● SUPPLIED RECORDS
--------------------------------------------------
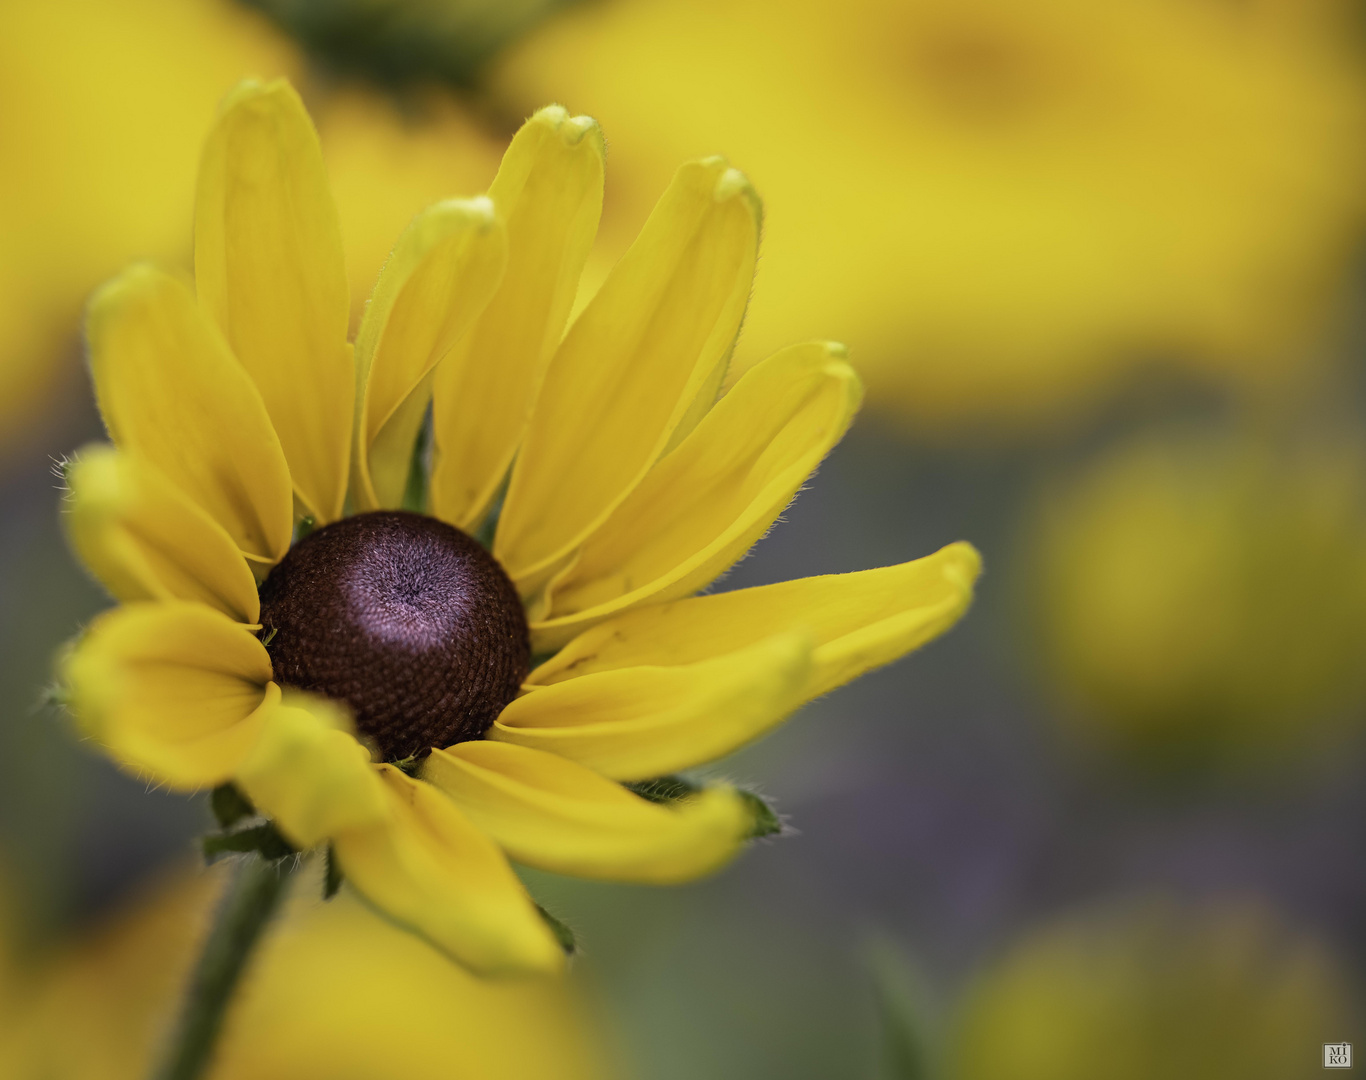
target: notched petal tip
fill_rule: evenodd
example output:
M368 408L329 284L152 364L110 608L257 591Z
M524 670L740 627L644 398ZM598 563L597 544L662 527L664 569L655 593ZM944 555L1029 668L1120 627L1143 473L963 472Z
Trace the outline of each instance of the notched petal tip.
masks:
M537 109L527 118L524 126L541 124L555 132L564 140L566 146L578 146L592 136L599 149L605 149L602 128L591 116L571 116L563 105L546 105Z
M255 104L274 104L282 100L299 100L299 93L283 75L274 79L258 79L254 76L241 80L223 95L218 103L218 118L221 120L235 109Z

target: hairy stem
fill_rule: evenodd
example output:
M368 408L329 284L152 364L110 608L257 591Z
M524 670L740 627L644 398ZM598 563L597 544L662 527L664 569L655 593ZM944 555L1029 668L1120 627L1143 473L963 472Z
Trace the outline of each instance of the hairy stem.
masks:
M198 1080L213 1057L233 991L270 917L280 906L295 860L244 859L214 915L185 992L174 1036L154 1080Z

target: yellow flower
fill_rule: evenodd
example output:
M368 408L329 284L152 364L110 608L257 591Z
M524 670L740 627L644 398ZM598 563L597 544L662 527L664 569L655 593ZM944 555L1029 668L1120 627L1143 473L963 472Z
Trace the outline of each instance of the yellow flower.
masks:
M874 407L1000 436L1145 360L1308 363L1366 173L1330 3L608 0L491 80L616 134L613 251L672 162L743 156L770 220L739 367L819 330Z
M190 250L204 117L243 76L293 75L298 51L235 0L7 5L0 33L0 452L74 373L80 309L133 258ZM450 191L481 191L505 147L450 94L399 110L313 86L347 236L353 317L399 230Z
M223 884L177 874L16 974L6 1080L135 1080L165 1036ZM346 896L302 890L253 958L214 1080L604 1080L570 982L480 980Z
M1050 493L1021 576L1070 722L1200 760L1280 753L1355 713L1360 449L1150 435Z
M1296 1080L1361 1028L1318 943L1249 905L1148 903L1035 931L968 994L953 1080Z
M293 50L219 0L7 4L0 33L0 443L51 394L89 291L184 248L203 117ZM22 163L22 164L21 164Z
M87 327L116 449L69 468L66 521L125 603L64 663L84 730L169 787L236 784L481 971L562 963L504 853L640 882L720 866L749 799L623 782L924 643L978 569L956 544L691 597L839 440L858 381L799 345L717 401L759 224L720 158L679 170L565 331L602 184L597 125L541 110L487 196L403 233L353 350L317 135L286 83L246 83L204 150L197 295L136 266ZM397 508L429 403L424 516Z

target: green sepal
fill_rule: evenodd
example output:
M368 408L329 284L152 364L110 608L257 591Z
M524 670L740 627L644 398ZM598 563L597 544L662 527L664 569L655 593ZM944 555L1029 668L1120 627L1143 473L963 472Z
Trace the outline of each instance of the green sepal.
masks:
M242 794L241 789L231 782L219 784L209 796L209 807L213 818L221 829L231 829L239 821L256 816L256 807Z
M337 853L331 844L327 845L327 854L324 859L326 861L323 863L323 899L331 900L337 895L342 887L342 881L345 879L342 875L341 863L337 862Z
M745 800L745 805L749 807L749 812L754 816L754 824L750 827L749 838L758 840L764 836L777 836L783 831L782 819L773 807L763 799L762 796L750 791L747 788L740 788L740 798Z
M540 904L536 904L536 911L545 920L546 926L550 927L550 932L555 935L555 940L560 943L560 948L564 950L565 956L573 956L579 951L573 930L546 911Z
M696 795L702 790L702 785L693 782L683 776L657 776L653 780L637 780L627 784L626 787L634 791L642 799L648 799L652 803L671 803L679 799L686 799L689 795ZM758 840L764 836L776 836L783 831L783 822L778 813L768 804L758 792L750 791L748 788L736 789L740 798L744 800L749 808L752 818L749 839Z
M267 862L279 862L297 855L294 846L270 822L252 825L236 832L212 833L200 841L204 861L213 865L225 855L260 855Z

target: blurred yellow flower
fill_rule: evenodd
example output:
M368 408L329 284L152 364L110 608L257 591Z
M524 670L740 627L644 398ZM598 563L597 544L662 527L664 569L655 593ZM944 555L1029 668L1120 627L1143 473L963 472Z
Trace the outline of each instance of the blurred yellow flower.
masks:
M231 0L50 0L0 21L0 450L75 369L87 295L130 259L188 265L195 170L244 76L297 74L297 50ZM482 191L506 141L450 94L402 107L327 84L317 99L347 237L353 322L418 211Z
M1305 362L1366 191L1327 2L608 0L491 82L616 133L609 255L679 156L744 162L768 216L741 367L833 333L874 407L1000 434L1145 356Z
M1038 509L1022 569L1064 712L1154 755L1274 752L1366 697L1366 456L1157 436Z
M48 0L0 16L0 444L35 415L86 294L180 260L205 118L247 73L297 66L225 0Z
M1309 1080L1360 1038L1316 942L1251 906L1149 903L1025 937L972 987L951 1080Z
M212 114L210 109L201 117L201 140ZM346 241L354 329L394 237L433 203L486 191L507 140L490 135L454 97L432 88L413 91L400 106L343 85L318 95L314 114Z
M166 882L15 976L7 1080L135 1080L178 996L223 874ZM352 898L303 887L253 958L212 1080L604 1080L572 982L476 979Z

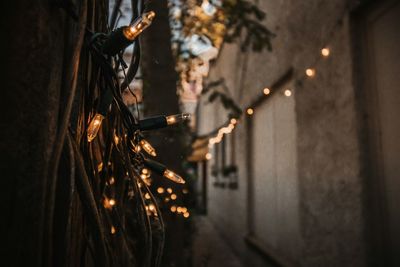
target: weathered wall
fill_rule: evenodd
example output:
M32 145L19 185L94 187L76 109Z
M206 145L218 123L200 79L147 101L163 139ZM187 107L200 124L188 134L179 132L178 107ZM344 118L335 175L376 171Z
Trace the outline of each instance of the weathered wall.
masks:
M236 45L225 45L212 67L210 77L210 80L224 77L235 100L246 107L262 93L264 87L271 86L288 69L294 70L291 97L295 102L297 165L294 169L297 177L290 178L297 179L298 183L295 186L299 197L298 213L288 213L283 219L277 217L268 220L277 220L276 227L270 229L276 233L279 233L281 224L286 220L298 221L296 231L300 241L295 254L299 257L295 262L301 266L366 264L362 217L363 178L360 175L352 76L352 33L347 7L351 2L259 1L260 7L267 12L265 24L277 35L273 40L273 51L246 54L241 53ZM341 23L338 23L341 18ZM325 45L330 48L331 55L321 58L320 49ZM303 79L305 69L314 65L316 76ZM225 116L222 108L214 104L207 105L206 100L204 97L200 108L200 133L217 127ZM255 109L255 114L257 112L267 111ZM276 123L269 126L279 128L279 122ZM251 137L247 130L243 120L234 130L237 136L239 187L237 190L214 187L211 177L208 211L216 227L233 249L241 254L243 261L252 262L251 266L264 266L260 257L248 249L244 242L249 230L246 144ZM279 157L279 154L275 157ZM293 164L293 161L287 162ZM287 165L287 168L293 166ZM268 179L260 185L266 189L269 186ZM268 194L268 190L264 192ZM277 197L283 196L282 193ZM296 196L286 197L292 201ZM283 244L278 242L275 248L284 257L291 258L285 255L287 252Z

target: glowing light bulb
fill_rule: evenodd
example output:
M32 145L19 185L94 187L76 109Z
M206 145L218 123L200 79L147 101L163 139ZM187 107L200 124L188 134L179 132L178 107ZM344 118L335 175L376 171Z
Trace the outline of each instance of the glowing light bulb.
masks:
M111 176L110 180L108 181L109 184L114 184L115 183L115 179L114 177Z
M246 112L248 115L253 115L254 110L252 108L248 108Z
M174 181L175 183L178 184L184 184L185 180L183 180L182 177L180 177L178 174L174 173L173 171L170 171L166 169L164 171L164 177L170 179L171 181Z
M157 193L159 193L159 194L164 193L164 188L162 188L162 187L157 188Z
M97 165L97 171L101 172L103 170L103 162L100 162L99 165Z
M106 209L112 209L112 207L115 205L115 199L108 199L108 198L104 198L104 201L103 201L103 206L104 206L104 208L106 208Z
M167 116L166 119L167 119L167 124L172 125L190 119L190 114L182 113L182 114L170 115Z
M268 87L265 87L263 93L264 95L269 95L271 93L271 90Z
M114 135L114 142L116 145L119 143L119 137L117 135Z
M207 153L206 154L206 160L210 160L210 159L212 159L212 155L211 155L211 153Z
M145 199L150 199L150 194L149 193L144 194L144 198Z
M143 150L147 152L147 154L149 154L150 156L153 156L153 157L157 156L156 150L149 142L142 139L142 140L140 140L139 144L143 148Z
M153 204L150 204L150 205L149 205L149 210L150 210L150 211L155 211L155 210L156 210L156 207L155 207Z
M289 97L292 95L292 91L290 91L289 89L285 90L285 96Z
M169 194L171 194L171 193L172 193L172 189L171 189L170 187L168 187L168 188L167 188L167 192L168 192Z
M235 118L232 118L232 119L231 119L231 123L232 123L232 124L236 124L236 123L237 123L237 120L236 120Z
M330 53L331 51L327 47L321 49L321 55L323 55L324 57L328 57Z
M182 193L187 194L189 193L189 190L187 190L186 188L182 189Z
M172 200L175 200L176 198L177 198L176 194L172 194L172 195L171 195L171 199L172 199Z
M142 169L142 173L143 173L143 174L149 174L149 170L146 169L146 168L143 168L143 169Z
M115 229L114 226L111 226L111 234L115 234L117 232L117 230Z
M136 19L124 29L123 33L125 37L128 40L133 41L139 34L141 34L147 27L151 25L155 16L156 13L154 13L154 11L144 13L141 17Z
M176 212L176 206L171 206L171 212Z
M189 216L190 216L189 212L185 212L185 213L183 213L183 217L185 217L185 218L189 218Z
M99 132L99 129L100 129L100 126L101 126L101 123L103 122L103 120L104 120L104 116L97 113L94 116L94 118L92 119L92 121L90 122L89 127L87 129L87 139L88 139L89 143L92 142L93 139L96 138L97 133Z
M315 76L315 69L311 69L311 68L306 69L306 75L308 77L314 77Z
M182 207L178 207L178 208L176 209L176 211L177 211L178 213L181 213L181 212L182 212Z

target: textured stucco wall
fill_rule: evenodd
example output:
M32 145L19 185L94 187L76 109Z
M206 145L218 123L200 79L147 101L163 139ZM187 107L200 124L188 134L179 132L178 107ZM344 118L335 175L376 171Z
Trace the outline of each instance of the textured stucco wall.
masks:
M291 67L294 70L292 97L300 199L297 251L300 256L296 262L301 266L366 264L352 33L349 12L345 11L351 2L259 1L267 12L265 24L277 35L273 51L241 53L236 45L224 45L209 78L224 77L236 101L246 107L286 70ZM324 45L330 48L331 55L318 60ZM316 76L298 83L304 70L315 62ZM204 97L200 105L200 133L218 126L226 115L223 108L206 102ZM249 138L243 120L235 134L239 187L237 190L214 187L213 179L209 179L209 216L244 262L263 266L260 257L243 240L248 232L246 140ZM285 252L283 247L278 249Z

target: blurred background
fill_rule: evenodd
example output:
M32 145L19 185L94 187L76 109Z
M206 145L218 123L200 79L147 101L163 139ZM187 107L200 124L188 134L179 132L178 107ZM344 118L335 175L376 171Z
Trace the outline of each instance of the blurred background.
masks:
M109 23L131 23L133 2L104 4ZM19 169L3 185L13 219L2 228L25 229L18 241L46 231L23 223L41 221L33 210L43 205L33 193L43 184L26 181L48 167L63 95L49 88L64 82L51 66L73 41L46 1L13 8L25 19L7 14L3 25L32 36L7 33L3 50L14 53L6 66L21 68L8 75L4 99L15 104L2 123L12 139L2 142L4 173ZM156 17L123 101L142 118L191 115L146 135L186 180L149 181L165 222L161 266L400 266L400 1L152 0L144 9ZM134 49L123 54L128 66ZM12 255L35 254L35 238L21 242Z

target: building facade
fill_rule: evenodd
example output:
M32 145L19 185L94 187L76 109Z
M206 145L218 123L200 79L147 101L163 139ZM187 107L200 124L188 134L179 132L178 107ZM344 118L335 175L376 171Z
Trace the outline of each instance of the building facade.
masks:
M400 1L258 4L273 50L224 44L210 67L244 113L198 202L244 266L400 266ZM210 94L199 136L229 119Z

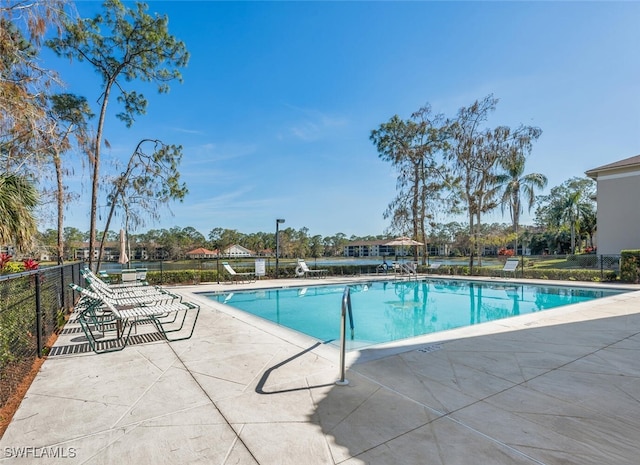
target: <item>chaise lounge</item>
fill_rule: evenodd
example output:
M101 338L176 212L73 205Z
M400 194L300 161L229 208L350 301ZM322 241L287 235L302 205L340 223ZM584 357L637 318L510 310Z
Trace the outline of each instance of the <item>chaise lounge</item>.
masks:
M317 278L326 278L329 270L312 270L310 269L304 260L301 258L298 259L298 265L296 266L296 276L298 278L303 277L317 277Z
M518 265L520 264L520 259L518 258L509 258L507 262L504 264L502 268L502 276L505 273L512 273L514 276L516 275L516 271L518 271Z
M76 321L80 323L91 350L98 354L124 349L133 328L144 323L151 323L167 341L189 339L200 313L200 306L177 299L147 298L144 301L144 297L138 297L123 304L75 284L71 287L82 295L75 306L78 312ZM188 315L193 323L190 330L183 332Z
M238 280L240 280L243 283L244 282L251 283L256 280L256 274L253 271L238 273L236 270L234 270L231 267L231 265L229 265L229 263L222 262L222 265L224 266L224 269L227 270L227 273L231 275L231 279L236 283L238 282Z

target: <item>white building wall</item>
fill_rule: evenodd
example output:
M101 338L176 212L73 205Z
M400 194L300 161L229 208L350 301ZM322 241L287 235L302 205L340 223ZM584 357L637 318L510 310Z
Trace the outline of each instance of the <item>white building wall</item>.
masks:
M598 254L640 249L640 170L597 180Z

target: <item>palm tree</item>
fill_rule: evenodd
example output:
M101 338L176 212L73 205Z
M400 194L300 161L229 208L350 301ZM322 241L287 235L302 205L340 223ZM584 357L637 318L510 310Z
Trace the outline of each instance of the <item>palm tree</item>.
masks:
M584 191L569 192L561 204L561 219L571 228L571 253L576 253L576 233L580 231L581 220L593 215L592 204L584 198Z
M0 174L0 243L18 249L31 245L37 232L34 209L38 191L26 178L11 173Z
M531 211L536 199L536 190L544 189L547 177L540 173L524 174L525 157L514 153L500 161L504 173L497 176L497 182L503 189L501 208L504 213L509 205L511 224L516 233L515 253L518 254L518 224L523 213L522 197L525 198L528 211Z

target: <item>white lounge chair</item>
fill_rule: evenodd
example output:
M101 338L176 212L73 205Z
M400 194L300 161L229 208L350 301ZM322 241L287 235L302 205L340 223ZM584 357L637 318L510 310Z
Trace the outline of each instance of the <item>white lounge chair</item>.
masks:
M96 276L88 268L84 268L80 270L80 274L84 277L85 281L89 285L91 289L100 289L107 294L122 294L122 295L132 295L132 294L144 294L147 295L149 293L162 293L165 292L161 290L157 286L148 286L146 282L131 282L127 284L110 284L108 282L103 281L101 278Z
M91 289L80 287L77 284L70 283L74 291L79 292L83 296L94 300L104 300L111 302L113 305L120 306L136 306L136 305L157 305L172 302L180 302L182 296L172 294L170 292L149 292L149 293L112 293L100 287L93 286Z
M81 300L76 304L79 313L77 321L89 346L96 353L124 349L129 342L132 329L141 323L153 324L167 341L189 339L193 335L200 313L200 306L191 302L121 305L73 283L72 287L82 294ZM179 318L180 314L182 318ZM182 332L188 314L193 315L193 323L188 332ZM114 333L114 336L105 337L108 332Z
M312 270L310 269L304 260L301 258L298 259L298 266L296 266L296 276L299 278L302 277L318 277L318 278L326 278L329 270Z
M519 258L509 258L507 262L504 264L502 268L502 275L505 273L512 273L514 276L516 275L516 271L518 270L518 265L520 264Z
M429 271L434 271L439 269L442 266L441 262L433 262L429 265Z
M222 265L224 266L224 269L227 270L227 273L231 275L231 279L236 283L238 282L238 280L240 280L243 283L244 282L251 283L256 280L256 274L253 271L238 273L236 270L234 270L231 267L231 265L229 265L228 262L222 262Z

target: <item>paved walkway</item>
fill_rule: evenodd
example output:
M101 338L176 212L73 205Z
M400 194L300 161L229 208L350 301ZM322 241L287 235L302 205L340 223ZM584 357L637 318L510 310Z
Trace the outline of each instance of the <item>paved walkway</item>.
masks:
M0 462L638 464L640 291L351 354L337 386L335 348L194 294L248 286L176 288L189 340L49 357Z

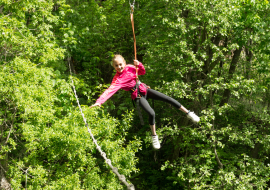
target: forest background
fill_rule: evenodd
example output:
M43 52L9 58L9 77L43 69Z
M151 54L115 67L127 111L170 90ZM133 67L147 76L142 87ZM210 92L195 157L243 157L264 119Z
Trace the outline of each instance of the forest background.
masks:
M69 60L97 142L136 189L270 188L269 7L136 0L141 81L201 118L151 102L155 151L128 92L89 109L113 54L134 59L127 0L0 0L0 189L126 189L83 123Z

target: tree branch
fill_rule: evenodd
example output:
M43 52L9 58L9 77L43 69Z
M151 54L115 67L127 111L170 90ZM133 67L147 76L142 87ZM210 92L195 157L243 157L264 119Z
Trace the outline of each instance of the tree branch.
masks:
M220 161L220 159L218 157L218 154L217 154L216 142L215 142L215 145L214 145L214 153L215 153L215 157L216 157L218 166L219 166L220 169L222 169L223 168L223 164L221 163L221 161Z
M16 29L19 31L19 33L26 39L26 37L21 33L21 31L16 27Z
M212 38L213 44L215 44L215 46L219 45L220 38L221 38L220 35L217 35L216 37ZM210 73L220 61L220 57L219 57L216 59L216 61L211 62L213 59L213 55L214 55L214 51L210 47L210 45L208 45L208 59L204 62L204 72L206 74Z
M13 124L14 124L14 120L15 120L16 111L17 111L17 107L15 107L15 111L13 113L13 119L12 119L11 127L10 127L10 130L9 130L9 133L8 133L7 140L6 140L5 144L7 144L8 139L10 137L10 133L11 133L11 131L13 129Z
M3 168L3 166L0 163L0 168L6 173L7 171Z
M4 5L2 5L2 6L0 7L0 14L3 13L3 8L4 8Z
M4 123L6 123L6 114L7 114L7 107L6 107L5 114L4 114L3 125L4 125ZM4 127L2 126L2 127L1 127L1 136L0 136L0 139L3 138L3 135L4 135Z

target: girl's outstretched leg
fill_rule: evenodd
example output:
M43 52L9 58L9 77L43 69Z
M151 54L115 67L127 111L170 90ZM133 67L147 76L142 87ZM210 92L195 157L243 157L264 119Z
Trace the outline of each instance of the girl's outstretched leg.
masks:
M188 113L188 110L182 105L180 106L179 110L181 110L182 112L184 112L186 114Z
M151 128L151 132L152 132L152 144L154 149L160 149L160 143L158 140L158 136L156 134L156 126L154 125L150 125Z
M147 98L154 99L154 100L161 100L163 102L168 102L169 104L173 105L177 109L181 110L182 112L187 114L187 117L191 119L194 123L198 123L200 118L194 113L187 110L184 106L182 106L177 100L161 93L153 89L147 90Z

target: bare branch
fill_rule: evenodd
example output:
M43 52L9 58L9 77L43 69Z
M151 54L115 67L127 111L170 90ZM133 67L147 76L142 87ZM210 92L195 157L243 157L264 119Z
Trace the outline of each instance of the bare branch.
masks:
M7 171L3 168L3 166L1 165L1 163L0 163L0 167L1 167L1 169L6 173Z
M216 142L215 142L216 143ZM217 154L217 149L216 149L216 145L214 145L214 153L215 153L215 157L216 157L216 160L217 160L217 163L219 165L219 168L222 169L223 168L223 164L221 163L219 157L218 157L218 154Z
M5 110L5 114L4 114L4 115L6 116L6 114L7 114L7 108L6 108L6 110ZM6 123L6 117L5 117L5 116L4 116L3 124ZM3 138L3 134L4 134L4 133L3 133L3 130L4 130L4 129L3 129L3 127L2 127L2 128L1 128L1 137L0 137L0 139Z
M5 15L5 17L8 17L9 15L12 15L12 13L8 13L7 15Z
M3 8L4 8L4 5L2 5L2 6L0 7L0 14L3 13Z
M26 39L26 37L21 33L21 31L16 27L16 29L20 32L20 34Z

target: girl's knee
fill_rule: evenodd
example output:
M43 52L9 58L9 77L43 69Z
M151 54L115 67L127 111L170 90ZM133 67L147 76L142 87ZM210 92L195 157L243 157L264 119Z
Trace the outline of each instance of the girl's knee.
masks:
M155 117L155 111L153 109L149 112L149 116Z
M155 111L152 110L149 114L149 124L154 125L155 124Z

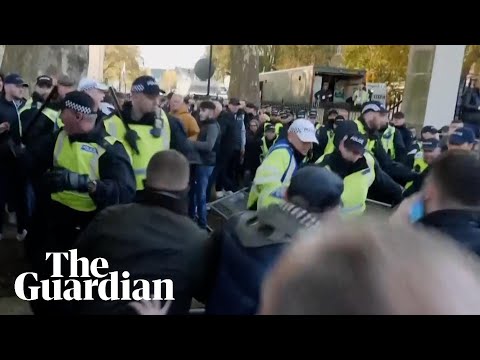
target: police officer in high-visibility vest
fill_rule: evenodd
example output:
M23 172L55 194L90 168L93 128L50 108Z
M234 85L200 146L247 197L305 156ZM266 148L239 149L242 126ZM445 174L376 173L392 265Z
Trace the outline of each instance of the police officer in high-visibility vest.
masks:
--------------------------------------------------
● ASSIGNMENT
Once you have returned the line containing "Trace the outline of each instance of the yellow", stop; begin at the first line of the material, keep each line exact, and skip the pictures.

● OUTPUT FOR THIS EXERCISE
target: notched petal tip
fill_rule: evenodd
example output:
M368 408L329 284L152 364L110 608L257 591Z
M524 670L740 627L644 398ZM598 563L597 544L662 527L664 569L655 593ZM944 555L1029 668L1120 627L1143 473L963 472Z
Trace the outline of each instance of the notched petal tip.
masks:
M537 109L527 118L524 126L541 124L555 132L564 140L566 146L578 146L592 136L599 149L605 149L602 128L591 116L571 116L563 105L546 105Z
M255 104L274 104L282 100L299 100L299 93L283 75L274 79L258 79L254 76L241 80L223 95L218 103L218 118L221 120L235 109Z

target: hairy stem
fill_rule: evenodd
example output:
M368 408L329 284L152 364L110 608L257 591Z
M524 670L740 627L644 398ZM598 563L597 544L662 527L664 569L655 593ZM944 555L1029 668L1120 627L1143 473L963 472Z
Trace the outline of each instance of the hairy stem.
masks:
M198 1080L213 1057L233 991L270 917L280 906L295 860L244 859L214 915L185 992L174 1036L154 1080Z

target: yellow flower
fill_rule: evenodd
example output:
M368 408L329 284L152 364L110 608L257 591Z
M524 670L740 627L644 398ZM598 563L597 544L662 527L664 569L655 593ZM944 555L1029 668L1120 627L1143 473L963 472Z
Trace the outline of each instance of the yellow flower.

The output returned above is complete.